◆ TEXT SEGMENT

* * * * * * *

Does Light Travel Forever?

Most recent answer: 01/23/2013

Q:
Does light ever stop at a particular point or range...just like sound, sound has a particular range, it cant be heard from a certain distance.
- raja (age 16)
Kenya
A:

Hi Raja,

Good question. First, let's think about why sound does not travel forever. Sound cannot travel through empty space; it is carried by vibrations in a material, or medium (like air, steel, water, wood, etc). As the particles in the medium vibrate, energy is lost to heat, viscous processes, and molecular motion. So, the sound wave gets smaller and smaller until it disappears.

In contrast, light waves can travel through a vacuum, and do not require a medium. In empty space, the wave does not dissipate (grow smaller) no matter how far it travels, because the wave is not interacting with anything else. This is why light from distant stars can travel through space for billions of light-years and still reach us on earth. However, light can also travel within some materials, like glass and water. In this case, some light is absorbed and lost as heat, just like sound. So, underwater, or in our atmosphere, light will only travel some finite range (which is different depending on the properties of the material it travels through).

* * * * * * *

◆ DATASET CONTENT
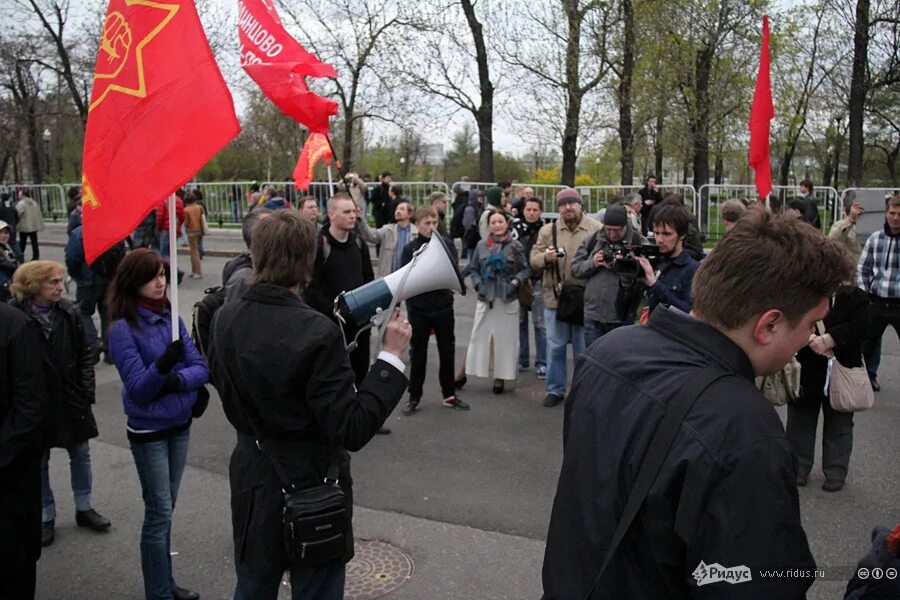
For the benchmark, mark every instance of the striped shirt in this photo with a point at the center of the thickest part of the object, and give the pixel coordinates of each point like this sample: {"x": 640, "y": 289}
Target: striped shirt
{"x": 878, "y": 271}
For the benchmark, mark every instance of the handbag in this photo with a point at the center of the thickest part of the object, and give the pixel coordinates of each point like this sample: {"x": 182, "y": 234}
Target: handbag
{"x": 315, "y": 521}
{"x": 782, "y": 387}
{"x": 569, "y": 296}
{"x": 849, "y": 388}
{"x": 526, "y": 294}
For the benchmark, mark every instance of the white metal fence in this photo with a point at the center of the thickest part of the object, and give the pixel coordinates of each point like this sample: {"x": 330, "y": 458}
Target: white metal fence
{"x": 712, "y": 196}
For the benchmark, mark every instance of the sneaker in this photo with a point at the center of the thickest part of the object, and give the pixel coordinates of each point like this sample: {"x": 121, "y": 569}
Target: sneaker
{"x": 454, "y": 402}
{"x": 552, "y": 400}
{"x": 47, "y": 533}
{"x": 411, "y": 406}
{"x": 92, "y": 519}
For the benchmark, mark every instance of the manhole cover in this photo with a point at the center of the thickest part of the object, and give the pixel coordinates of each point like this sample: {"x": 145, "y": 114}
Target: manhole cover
{"x": 377, "y": 568}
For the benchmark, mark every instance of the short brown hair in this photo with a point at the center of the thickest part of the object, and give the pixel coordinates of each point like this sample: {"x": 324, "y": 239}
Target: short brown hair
{"x": 768, "y": 262}
{"x": 138, "y": 268}
{"x": 283, "y": 249}
{"x": 732, "y": 210}
{"x": 425, "y": 211}
{"x": 27, "y": 280}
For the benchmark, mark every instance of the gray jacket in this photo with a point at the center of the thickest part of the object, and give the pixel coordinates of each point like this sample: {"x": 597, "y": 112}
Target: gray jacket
{"x": 490, "y": 285}
{"x": 602, "y": 283}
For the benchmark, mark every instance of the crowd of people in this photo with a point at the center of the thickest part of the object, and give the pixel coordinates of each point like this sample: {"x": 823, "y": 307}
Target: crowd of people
{"x": 582, "y": 279}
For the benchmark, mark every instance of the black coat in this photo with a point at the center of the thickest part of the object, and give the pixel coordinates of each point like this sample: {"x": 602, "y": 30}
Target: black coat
{"x": 22, "y": 397}
{"x": 848, "y": 323}
{"x": 270, "y": 349}
{"x": 726, "y": 492}
{"x": 68, "y": 371}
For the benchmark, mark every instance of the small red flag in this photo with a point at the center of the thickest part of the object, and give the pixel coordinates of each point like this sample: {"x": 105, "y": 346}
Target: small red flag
{"x": 761, "y": 114}
{"x": 159, "y": 111}
{"x": 280, "y": 65}
{"x": 315, "y": 149}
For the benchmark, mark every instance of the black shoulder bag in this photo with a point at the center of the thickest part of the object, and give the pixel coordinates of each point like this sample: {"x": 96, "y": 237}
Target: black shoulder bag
{"x": 569, "y": 296}
{"x": 662, "y": 441}
{"x": 316, "y": 520}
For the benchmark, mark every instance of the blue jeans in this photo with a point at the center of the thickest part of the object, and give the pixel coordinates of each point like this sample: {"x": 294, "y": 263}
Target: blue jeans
{"x": 540, "y": 334}
{"x": 559, "y": 336}
{"x": 594, "y": 330}
{"x": 307, "y": 583}
{"x": 80, "y": 470}
{"x": 160, "y": 465}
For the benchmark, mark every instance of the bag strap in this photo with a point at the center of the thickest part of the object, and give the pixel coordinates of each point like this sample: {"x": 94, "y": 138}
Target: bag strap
{"x": 662, "y": 441}
{"x": 263, "y": 444}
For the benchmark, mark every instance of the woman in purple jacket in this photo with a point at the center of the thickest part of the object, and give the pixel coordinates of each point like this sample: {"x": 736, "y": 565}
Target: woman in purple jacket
{"x": 160, "y": 383}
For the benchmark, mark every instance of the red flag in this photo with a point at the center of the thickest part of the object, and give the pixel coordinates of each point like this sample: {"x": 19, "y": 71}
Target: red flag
{"x": 280, "y": 65}
{"x": 315, "y": 149}
{"x": 159, "y": 111}
{"x": 761, "y": 115}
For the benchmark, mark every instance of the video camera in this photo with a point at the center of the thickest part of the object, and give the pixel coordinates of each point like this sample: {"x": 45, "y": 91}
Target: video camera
{"x": 622, "y": 257}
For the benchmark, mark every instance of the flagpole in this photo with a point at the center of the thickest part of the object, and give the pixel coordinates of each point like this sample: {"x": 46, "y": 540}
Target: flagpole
{"x": 330, "y": 182}
{"x": 173, "y": 266}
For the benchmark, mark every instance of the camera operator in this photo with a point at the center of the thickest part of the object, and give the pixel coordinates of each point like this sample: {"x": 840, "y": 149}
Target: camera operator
{"x": 596, "y": 261}
{"x": 670, "y": 285}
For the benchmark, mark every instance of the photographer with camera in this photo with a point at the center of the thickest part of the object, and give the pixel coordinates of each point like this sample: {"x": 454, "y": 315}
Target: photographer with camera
{"x": 602, "y": 260}
{"x": 552, "y": 254}
{"x": 671, "y": 284}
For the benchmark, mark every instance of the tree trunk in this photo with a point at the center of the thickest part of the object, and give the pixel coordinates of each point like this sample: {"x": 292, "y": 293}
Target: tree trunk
{"x": 626, "y": 131}
{"x": 858, "y": 90}
{"x": 657, "y": 149}
{"x": 573, "y": 92}
{"x": 484, "y": 117}
{"x": 700, "y": 124}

* * * * * * *

◆ WORK INSTRUCTIONS
A - In the text about light and sound, why does a light wave in empty space not grow smaller no matter how far it travels?
B - Please carry on with the text about light and sound, starting after its last sentence.

◆ TASK-BY-TASK ANSWERS
A - It is not interacting with anything else.

B -
There is one more aspect of wave travel to consider, which applies to both sound and light waves. As a wave travels from a source, it propagates outward in all directions. Therefore, it fills a space given approximately by the surface area of a sphere. This area increases by the square of the distance R from the source; since the wave fills up all this space, its intensity decreases by R squared. This effect just means that the light/sound source will appear dimmer if we are farther away from it, since we don't collect all the light it emits. For example, light from a distant star travels outward in a giant sphere. Only one tiny patch of this sphere of light actually hits our eyes, which is why stars don't blind us!

David Schmid


(published on 01/23/2013)

Follow-Up #1: How far does light go?

Q:
how long does light go
- Jason (age 11)
A:

Hi Jason,

Light just keeps going and going until it bumps into something.  Then it can either be reflected or absorbed.  Astronomers have detected some light that has been traveling for more that 12 billion years, close to the age of the universe.   

Light has some interesting properties.   It comes in lumps called photons.  These photons carry energy and momentum in specific amounts related to the color of the light.  There is much to learned about light.   I suggest you log in to our website and type  LIGHT into the search box.   Lots of interesting stuff there.

To answer your previous question "Can light go into a black hole?" ,  the answer is yes.

 

LeeH


(published on 12/03/2015)

Follow-Up #2: less than one photon?

Q:
Can light intensity reduce to a level where it's energy is less than 1 photon (probably after travelling an almost infinite distance from a point source)?
- Ajay Suri (age 40)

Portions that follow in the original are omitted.